**WHAT NEEDS TO BE DONE:** Can you rewrite the data from the line containing "stainless steel range" down through the line containing "[[[192,109],[196,109],[196,96],[192,96]]]", swapping "result" for "output" and keeping everything else the same? Leave the pictures out.

**ROWS:**
====================

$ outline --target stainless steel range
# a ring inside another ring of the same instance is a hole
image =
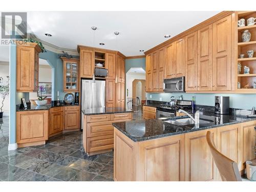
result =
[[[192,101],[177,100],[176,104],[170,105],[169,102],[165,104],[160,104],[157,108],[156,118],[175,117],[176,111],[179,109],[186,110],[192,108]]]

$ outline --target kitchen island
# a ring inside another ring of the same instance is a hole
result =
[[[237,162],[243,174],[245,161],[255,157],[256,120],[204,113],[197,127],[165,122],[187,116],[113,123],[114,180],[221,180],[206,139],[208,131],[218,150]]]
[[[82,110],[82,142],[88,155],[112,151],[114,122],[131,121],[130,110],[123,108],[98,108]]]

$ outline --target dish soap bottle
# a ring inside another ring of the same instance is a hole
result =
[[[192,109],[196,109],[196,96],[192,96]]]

====================

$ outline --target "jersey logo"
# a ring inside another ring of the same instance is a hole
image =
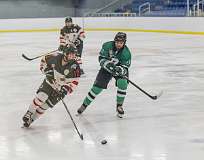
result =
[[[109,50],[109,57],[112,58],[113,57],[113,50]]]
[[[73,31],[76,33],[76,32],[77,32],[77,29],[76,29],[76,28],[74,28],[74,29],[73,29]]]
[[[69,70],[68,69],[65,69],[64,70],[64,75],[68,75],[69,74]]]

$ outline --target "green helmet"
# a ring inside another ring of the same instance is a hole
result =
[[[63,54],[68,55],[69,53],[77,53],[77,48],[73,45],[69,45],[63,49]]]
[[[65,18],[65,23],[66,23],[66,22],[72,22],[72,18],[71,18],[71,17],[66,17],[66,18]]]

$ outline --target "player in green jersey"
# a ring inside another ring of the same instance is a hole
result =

====================

**RIGHT ANSWER:**
$ outline --target stainless steel range
# a ring inside another ring of the same instance is a hole
image =
output =
[[[192,101],[177,100],[176,104],[170,105],[169,102],[165,104],[160,104],[157,108],[156,118],[175,117],[176,111],[179,109],[186,110],[192,108]]]

$ outline --target kitchen island
# a ring inside another ring of the same instance is a hole
output =
[[[237,162],[243,174],[245,161],[255,157],[256,120],[204,113],[197,127],[165,122],[187,116],[113,123],[114,180],[221,180],[206,139],[208,131],[218,150]]]
[[[82,110],[82,142],[88,155],[112,151],[114,122],[131,121],[130,110],[123,108],[98,108]]]

$ outline --target dish soap bottle
# a ring inside another ring of the same instance is a hole
output =
[[[192,109],[196,109],[196,96],[192,96]]]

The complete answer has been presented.